_Records to use_.
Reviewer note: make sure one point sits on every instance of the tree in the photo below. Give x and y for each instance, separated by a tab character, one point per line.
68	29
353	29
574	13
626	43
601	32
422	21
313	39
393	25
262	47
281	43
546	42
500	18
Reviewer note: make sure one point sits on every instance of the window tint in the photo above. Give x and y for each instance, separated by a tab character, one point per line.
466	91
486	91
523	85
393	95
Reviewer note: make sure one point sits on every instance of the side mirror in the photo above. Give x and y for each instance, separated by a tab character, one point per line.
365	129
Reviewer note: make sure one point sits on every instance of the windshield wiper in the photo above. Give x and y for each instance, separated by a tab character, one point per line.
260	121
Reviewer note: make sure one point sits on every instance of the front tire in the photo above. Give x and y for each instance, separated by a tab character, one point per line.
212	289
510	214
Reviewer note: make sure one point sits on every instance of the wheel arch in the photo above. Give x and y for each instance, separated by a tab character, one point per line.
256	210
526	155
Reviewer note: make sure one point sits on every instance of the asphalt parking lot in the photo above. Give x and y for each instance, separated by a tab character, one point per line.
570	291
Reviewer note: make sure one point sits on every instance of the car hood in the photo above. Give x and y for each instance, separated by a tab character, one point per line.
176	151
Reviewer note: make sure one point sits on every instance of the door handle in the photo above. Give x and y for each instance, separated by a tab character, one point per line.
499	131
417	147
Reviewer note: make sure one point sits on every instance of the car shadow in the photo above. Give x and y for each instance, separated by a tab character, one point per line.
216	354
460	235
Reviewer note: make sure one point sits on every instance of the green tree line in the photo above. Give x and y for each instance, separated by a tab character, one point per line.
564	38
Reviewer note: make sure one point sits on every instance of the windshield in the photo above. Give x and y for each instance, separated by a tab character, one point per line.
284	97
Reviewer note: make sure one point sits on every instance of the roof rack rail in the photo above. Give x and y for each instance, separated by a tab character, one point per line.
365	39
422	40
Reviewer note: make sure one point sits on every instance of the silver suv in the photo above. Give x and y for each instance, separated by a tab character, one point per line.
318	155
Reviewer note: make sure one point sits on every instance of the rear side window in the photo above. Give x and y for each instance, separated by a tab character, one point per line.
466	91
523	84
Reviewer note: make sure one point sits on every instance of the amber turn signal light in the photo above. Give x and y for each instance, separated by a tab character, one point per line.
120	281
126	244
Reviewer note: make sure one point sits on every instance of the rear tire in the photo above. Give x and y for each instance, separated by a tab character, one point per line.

_Your instructions_.
Print every line of the data above word for word, with nothing added, dropped, or changed.

_Exercise solution_.
Reviewer note: make sure one point sits on every instance of the tree in the photo below. Give x and y for each instance, separated by a tab character, one point per line.
68	29
353	29
574	13
626	43
601	32
422	21
313	39
393	25
262	47
281	43
546	42
500	18
Reviewer note: make sure one point sits on every instance of the window tint in the photo above. Give x and y for each instance, separated by a tab character, one point per line.
466	91
486	91
523	85
393	95
Reviewer note: make sure one point sits on every instance of the side mirror in the photo above. Give x and y for each instance, separated by a tab character, one point per line.
365	129
Reviewer note: make sure one point sits on every instance of the windshield wiper in the photo above. Give x and y for each instance, separated by a tab character, one point per line.
260	121
Reviewer note: make sure one point sits on every instance of the front tire in the photo above. Give x and y for each instance, separated by a tab character, one point per line.
212	289
510	214
Reviewer note: make sure one point sits on every instance of the wheel arch in the photo above. Give x and y for each instance, separated by a tab character, one point per line.
256	210
526	155
Reviewer note: make sure one point sits on every instance of the asphalt parking lot in the photo above. Give x and y for each instance, separated by a tab character, one point per line.
570	291
Reviewer note: make sure one point sits on every instance of the car hood in the photo above. Give x and y for each instance, separated by a tab character, one point per line.
176	151
Reviewer note: make sure one point sits on every instance of the door handle in the photo above. Give x and y for each instance, separated by a tab character, one point per line.
499	131
417	147
Reviewer note: make sure one point sits on every instance of the car shadow in the photo above. Give x and y for each instance, separated by a tab character, one point per line.
216	354
460	235
Reviewer note: make sure one point sits on every instance of the green tree line in the photo above. Give x and y for each instance, separated by a tab character, one point per line.
564	38
Reviewer note: make sure one point sits on every instance of the windshield in the photo above. Give x and y for each instance, separated by a tab character, one point per line.
284	97
Reviewer note: make sure one point sits on every instance of the roof rack rail in the photo above. Give x and y for each instance, separated by a tab character, one point per line.
365	39
422	40
Reviewer note: make sure one point sits on every instance of the silver suv in the photo above. Give x and y for each instance, separated by a tab character, one point per line.
318	155
Reviewer note: make sure one point sits on every instance of the rear side window in the photo above. Give x and y for each instance, separated by a tab character, one point per line.
466	91
523	84
Reviewer note: make sure one point sits on every instance of the amber turn signal light in the photo above. Give x and y for each instance, separated by a tab character, one point per line.
120	281
126	244
Reviewer note: make sure one point sits on every instance of the rear tire in the photo above. Give x and y for each instance, separated by a tab character, one point per line.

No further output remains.